#### ACTIVITY:
In your reply, write out the records exactly, each line intact.

#### Stored data entries:
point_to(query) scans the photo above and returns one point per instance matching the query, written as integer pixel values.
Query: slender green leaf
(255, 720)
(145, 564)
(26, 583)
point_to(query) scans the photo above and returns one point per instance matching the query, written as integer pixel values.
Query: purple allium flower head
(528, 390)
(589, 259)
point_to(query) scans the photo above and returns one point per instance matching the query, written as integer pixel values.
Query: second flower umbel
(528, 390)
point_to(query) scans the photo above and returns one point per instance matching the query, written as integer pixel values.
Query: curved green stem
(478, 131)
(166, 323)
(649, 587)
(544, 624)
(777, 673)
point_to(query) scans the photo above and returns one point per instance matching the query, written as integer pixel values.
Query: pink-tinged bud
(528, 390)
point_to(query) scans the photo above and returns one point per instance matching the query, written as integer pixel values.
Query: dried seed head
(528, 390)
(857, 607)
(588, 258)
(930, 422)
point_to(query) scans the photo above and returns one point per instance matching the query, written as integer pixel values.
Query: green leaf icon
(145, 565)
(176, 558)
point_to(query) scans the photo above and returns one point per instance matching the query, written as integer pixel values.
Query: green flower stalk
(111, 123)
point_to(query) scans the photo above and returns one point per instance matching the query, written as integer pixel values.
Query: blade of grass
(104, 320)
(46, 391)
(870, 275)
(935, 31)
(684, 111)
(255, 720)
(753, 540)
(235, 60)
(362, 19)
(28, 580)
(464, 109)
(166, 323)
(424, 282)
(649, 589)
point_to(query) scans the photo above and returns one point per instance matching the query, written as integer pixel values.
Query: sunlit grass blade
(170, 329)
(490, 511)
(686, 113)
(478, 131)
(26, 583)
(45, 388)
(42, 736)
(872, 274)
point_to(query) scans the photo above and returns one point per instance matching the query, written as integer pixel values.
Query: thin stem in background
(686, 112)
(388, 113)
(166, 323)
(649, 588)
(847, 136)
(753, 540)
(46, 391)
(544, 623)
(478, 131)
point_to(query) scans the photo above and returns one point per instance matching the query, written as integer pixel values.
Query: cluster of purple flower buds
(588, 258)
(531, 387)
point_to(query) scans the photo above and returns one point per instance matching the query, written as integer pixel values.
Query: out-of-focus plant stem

#### ANSWER SPACE:
point_to(query) scans the photo above and returns one point per instance matching the query, written as integer pixel values.
Query: slender green leaf
(255, 720)
(145, 564)
(26, 583)
point_to(query) scans the photo above and returns one point per instance matching the query, written as integer pixel values.
Query: purple allium flower head
(528, 390)
(589, 259)
point_to(query) scans the photo above and returns one point per instance matching the query, written as integer pixel values.
Query: second flower umbel
(528, 390)
point_to(query) scans the photo above and returns one point per instance matching the query, written as integer pixel values.
Query: curved green stem
(478, 131)
(166, 323)
(649, 587)
(544, 624)
(777, 673)
point_to(query) scans the photo above and returns one point per instance matching the query, written as integer pixel values.
Query: pink-tinged bud
(528, 390)
point_to(query) scans the photo above and returns one point per instance matching the query, written as integer pixel values.
Query: dried seed head
(528, 390)
(857, 607)
(588, 258)
(930, 422)
point_to(query) scans the photo above and returns one point per instance matching the query, written as integer pixel values.
Query: green leaf icon
(145, 565)
(176, 558)
point_to(query) scans the photo above and returns one point per instance matching the query, written as integer pixel values.
Query: green flower stalk
(111, 123)
point_to(query) scans the photo above and returns one point per instance matching the query, written as integer pixel values.
Query: blade of grass
(104, 320)
(46, 391)
(870, 275)
(935, 31)
(684, 111)
(255, 720)
(753, 540)
(235, 60)
(362, 19)
(28, 580)
(464, 109)
(166, 323)
(424, 282)
(649, 589)
point_to(query) scans the photo above and returns one point per instance matching the query, written as integer pixel values.
Query: sunlit grass blade
(170, 329)
(490, 511)
(686, 113)
(478, 131)
(26, 583)
(45, 388)
(42, 736)
(872, 274)
point_to(query) scans the photo above and returns one point per instance matching the query, written as integer pixel values.
Query: thin stem in background
(686, 112)
(388, 113)
(166, 323)
(649, 588)
(847, 136)
(753, 540)
(46, 391)
(544, 623)
(478, 131)
point_to(query) scans the photo above and returns one point per instance matching the query, written as integer pixel values.
Query: cluster of purple flower buds
(588, 258)
(531, 387)
point_to(query) scans the photo above and returns one point per instance matching the query, written as integer pixel values.
Query: out-of-focus plant stem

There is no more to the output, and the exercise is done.